TASK DESCRIPTION -
Write out all the material exactly. Leave nothing out.

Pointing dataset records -
☆ ☆ ☆
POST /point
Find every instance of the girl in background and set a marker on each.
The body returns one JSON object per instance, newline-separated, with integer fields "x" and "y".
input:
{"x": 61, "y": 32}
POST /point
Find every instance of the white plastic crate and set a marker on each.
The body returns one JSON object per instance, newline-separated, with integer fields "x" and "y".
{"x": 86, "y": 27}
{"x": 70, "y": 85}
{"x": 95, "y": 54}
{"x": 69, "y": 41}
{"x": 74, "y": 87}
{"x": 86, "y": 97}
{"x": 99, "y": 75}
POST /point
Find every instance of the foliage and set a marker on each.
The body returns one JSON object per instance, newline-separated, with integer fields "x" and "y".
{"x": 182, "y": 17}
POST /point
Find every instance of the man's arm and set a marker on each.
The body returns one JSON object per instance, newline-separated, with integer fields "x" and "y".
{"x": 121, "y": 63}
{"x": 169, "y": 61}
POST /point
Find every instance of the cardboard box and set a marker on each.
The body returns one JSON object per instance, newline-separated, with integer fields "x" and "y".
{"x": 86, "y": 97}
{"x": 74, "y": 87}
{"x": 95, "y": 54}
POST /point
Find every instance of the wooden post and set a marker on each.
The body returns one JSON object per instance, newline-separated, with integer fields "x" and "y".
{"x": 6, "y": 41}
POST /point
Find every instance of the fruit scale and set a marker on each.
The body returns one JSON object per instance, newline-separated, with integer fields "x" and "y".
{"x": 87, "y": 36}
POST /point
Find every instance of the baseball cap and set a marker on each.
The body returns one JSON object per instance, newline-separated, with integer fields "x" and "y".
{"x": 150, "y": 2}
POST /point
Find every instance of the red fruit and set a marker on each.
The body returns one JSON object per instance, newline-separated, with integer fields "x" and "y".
☆ ☆ ☆
OUTPUT FOR THIS EXERCISE -
POST /point
Find every instance of the girl in background and set a marker on each.
The body returns one JSON object per instance, newline-separated, with integer fields "x" and "y".
input:
{"x": 61, "y": 32}
POST /point
Find every instance of the white plastic crate and set a marker on each.
The body returns one JSON object per instance, newline-separated, with integer fields "x" and "y".
{"x": 86, "y": 27}
{"x": 70, "y": 85}
{"x": 95, "y": 54}
{"x": 69, "y": 41}
{"x": 74, "y": 87}
{"x": 86, "y": 97}
{"x": 99, "y": 75}
POST /point
Find every instance of the foliage and set a marker on each.
The body returns one JSON object per instance, newline-separated, with integer fields "x" and "y".
{"x": 182, "y": 17}
POST /point
Find every instance of the man's arm and set a marker on each.
The body returns one JSON object per instance, newline-separated, with integer fields "x" and "y".
{"x": 121, "y": 63}
{"x": 169, "y": 61}
POST /point
Find every instance of the cardboard box and set a marker on each.
The body returns one JSON object per instance, newline-separated, with integer fields "x" and "y".
{"x": 86, "y": 97}
{"x": 74, "y": 87}
{"x": 95, "y": 54}
POST /point
Find every instance of the wooden post and set a marker on each.
The body returns one JSON object per instance, newline-separated, with integer fields "x" and "y".
{"x": 6, "y": 41}
POST /point
Find every instance of the fruit scale and set a marker on each.
The body returns one JSON object per instance, newline-separated, with integer fields "x" and "y".
{"x": 87, "y": 36}
POST /point
Find every instance of the baseball cap and set a marker on each.
The body returns one JSON object per instance, newline-separated, with integer fields "x" and "y".
{"x": 150, "y": 2}
POST /point
Find every instance of the red fruit and set a marker on each.
The body returns one JSON object per instance, newline-separated, with integer fields "x" and "y".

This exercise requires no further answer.